[Instructions to follow] Would you please repeat exactly the entries below, starting at the line with "label: yellow locomotive front" and ending at the line with "label: potted plant", and nothing outside that range? Leave out the pictures.

-.-.-

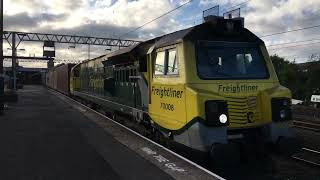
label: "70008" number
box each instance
[160,103,174,111]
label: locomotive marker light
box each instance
[219,114,228,124]
[280,110,287,119]
[283,99,289,106]
[272,98,292,122]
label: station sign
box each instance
[311,95,320,103]
[43,41,55,57]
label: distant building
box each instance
[4,66,47,86]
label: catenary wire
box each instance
[119,0,194,38]
[260,24,320,38]
[222,0,252,13]
[268,41,320,51]
[267,38,320,47]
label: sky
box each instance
[3,0,320,68]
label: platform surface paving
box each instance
[0,86,175,180]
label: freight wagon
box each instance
[46,63,75,95]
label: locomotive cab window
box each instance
[197,42,269,79]
[167,49,178,75]
[155,51,166,75]
[154,48,179,76]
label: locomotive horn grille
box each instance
[226,96,259,124]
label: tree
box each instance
[270,54,307,100]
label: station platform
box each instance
[0,85,222,180]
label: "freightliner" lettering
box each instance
[218,84,258,93]
[152,86,183,99]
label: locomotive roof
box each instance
[103,43,140,59]
[69,24,192,68]
[100,26,194,65]
[83,17,260,67]
[103,27,193,60]
[104,19,260,60]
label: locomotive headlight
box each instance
[280,110,287,119]
[219,114,228,124]
[205,100,229,126]
[272,98,292,122]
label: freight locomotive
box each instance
[46,16,298,163]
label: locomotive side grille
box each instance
[226,96,259,124]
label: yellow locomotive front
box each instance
[149,16,298,159]
[184,42,294,148]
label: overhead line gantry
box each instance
[2,31,140,47]
[2,30,141,91]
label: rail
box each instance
[293,120,320,132]
[292,148,320,167]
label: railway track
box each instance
[293,120,320,132]
[292,148,320,167]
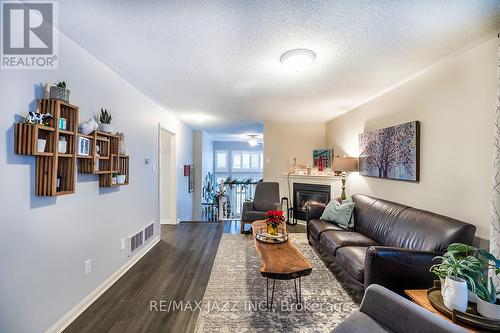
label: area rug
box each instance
[194,233,358,332]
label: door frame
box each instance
[158,124,177,224]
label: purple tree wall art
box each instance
[359,121,420,181]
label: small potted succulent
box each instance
[98,108,113,133]
[49,81,70,102]
[266,210,285,236]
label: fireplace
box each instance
[293,183,331,221]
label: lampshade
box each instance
[332,156,358,172]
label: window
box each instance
[251,153,259,169]
[215,150,228,171]
[232,152,241,169]
[242,152,250,169]
[232,151,263,171]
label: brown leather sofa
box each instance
[306,194,476,302]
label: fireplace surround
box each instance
[293,183,330,221]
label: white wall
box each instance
[193,130,213,220]
[263,121,326,198]
[0,33,193,332]
[326,37,497,240]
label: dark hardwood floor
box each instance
[64,221,305,333]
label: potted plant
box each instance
[98,108,114,133]
[111,173,118,185]
[431,243,500,318]
[49,81,70,102]
[266,210,285,236]
[116,173,126,184]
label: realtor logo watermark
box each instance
[1,0,58,69]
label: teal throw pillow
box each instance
[320,199,355,229]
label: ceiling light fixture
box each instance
[280,48,316,72]
[248,135,259,147]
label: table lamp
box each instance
[332,156,358,201]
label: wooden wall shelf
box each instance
[15,99,129,195]
[77,131,130,188]
[15,99,79,196]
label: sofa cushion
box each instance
[352,194,408,245]
[320,230,378,255]
[241,210,267,222]
[336,246,368,282]
[320,200,355,228]
[331,311,391,333]
[384,208,476,252]
[308,219,344,241]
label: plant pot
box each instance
[37,139,47,153]
[477,297,500,319]
[468,289,478,304]
[442,276,468,312]
[98,123,114,133]
[49,86,70,102]
[58,140,67,154]
[267,223,278,236]
[112,177,117,185]
[117,175,126,184]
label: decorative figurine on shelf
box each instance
[79,118,98,135]
[49,81,70,102]
[117,132,126,155]
[98,108,114,133]
[266,210,285,236]
[25,111,53,126]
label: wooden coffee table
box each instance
[252,220,313,310]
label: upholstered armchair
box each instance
[240,182,280,234]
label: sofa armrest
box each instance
[364,246,441,295]
[305,203,326,222]
[357,284,467,333]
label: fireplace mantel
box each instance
[282,173,343,204]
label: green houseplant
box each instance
[98,108,114,133]
[431,243,500,318]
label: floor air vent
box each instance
[144,223,154,242]
[129,223,155,256]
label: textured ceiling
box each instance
[59,1,500,130]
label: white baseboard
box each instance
[160,218,178,225]
[45,236,161,333]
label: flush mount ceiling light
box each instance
[280,48,316,72]
[248,135,259,147]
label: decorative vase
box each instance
[98,123,114,133]
[117,175,126,184]
[49,86,70,102]
[37,139,47,153]
[58,139,67,154]
[79,118,98,135]
[267,223,278,236]
[442,276,468,312]
[477,297,500,319]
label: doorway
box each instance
[159,126,177,224]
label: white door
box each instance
[159,127,176,224]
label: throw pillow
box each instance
[320,199,355,229]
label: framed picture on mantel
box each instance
[359,121,420,182]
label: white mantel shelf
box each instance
[281,173,343,201]
[282,173,343,181]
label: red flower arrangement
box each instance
[266,210,286,229]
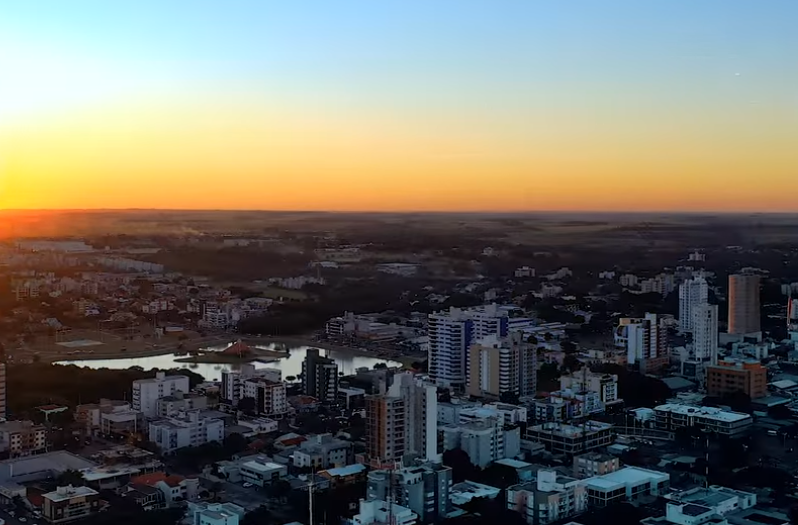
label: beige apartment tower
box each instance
[728,274,761,335]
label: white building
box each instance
[240,458,287,486]
[467,332,537,399]
[186,502,246,525]
[615,313,668,370]
[351,499,418,525]
[148,410,224,454]
[584,467,669,506]
[42,485,100,524]
[221,364,281,406]
[679,277,709,333]
[692,303,719,364]
[132,372,190,418]
[428,304,535,388]
[653,404,752,437]
[441,410,521,468]
[559,371,620,406]
[243,379,289,418]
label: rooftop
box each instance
[450,481,501,506]
[654,404,751,423]
[530,421,614,437]
[242,459,284,473]
[495,459,534,469]
[43,485,99,502]
[585,467,669,491]
[323,464,366,478]
[0,451,97,482]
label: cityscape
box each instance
[1,2,798,525]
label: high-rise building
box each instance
[365,394,406,468]
[466,332,536,399]
[0,343,6,421]
[132,372,190,417]
[692,303,719,364]
[728,274,761,335]
[679,277,709,333]
[301,348,339,403]
[788,297,798,343]
[428,304,534,388]
[614,313,668,372]
[364,373,438,467]
[706,358,767,400]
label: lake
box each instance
[55,343,401,382]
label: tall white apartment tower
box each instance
[692,304,719,365]
[679,277,709,333]
[132,372,190,417]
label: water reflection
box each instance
[55,344,401,381]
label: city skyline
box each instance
[1,1,797,212]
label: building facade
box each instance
[728,274,761,335]
[367,463,452,524]
[0,420,47,457]
[147,410,224,454]
[132,372,190,417]
[679,277,709,333]
[42,485,101,524]
[615,313,669,372]
[467,332,537,399]
[706,358,767,400]
[365,394,406,467]
[507,470,588,525]
[692,304,719,364]
[243,379,289,418]
[221,364,281,406]
[653,404,752,437]
[302,348,339,403]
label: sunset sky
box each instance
[1,1,796,212]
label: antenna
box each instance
[309,469,314,525]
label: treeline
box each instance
[7,363,204,418]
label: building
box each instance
[559,371,620,407]
[243,379,289,418]
[526,421,614,455]
[0,352,6,420]
[728,275,761,335]
[221,364,281,406]
[132,372,190,417]
[302,348,339,404]
[615,313,669,372]
[320,463,368,488]
[428,304,535,388]
[364,373,438,466]
[0,420,47,457]
[665,485,756,515]
[532,390,604,422]
[706,358,767,400]
[351,499,418,525]
[441,414,521,468]
[679,277,709,333]
[186,502,246,525]
[239,458,287,486]
[147,411,224,454]
[293,434,352,469]
[365,394,406,467]
[42,485,100,524]
[692,304,719,365]
[573,453,620,478]
[367,462,452,524]
[653,404,752,437]
[467,332,537,399]
[584,467,669,507]
[788,297,798,343]
[100,408,143,437]
[157,392,208,417]
[131,472,199,507]
[507,470,588,525]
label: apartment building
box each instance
[0,359,6,420]
[706,358,767,400]
[507,470,588,525]
[441,414,521,468]
[243,378,289,418]
[728,275,761,335]
[220,364,281,406]
[615,313,669,372]
[466,332,537,399]
[42,485,101,524]
[679,277,709,333]
[367,463,452,524]
[365,394,406,467]
[653,404,752,437]
[292,434,352,469]
[0,420,48,457]
[132,372,190,417]
[147,410,224,454]
[573,452,620,479]
[559,371,620,406]
[302,348,339,403]
[428,304,534,388]
[533,390,605,422]
[186,502,246,525]
[157,392,209,417]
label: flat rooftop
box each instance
[654,404,751,423]
[585,467,669,491]
[44,486,99,502]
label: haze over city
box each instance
[2,1,797,212]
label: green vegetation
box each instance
[7,363,204,418]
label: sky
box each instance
[0,1,796,212]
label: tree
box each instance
[56,469,85,487]
[443,448,480,482]
[237,397,257,413]
[499,391,520,405]
[242,505,273,525]
[768,404,793,420]
[223,433,248,455]
[561,354,581,373]
[560,340,577,353]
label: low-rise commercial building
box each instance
[584,467,669,507]
[239,457,287,486]
[653,405,752,437]
[526,421,614,455]
[42,485,101,524]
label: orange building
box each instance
[706,358,767,400]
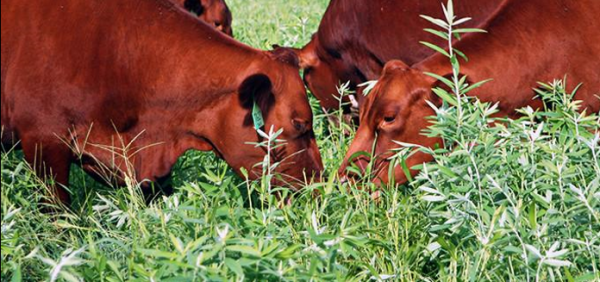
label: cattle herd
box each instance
[1,0,599,205]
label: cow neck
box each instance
[129,57,274,183]
[129,0,266,135]
[111,0,274,181]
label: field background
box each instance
[2,0,599,281]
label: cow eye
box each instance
[383,116,395,123]
[292,118,309,134]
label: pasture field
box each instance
[2,0,599,281]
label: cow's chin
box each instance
[226,165,303,193]
[245,159,319,190]
[341,149,435,188]
[378,150,437,186]
[222,150,306,188]
[279,165,322,190]
[218,130,322,191]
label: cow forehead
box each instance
[273,75,310,105]
[276,65,306,92]
[363,71,428,120]
[365,76,407,110]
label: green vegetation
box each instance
[2,0,598,281]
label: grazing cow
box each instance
[1,0,322,205]
[288,0,503,110]
[341,0,600,184]
[176,0,233,36]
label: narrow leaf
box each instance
[420,41,450,57]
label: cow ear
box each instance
[238,74,275,128]
[382,60,410,76]
[183,0,204,16]
[269,46,300,67]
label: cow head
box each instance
[297,39,342,110]
[205,50,323,187]
[273,37,341,110]
[340,60,443,185]
[183,0,233,36]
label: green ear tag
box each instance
[252,100,265,130]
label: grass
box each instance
[2,0,599,281]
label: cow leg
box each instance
[1,123,20,151]
[21,137,72,205]
[1,84,18,150]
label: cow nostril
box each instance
[345,169,361,181]
[339,175,349,184]
[339,154,371,182]
[339,164,360,181]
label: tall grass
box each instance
[1,0,598,281]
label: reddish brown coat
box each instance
[291,0,503,109]
[1,0,322,204]
[341,0,600,185]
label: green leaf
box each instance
[226,245,261,257]
[574,273,597,282]
[420,15,449,29]
[444,0,454,24]
[136,248,178,259]
[432,88,458,106]
[437,165,459,179]
[10,265,21,282]
[424,72,453,89]
[565,268,574,282]
[162,278,193,282]
[424,28,449,40]
[450,55,460,73]
[420,41,450,57]
[398,157,414,183]
[224,258,244,278]
[528,203,537,230]
[453,48,468,62]
[107,261,124,282]
[503,246,522,254]
[260,242,281,257]
[463,79,493,94]
[276,244,302,259]
[453,28,487,34]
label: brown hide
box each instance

-.-.-

[Exercise answer]
label: yellow locomotive front
box each instance
[149,16,298,159]
[184,42,294,148]
label: overhead line gantry
box each instance
[2,31,140,47]
[2,30,141,91]
label: rail
box each instance
[293,120,320,132]
[292,148,320,167]
label: railway track
box each instance
[293,120,320,132]
[292,148,320,167]
label: area rug
box each instance
[194,233,358,332]
label: door frame
box each instance
[158,124,177,224]
label: purple tree wall art
box each instance
[359,121,420,181]
label: small potted succulent
box each instance
[98,108,113,133]
[49,81,70,102]
[266,210,285,236]
label: fireplace
box each instance
[293,183,331,221]
label: lampshade
box each instance
[332,156,358,172]
label: window
box each instance
[251,153,259,169]
[215,150,228,171]
[232,152,241,169]
[242,152,250,169]
[232,151,263,171]
label: brown leather sofa
box each instance
[306,194,476,302]
label: fireplace surround
box each instance
[293,183,330,221]
label: white wall
box each instance
[193,130,213,220]
[263,121,326,198]
[0,33,193,332]
[326,37,497,240]
label: dark hardwood floor
box each instance
[64,221,305,333]
label: potted plant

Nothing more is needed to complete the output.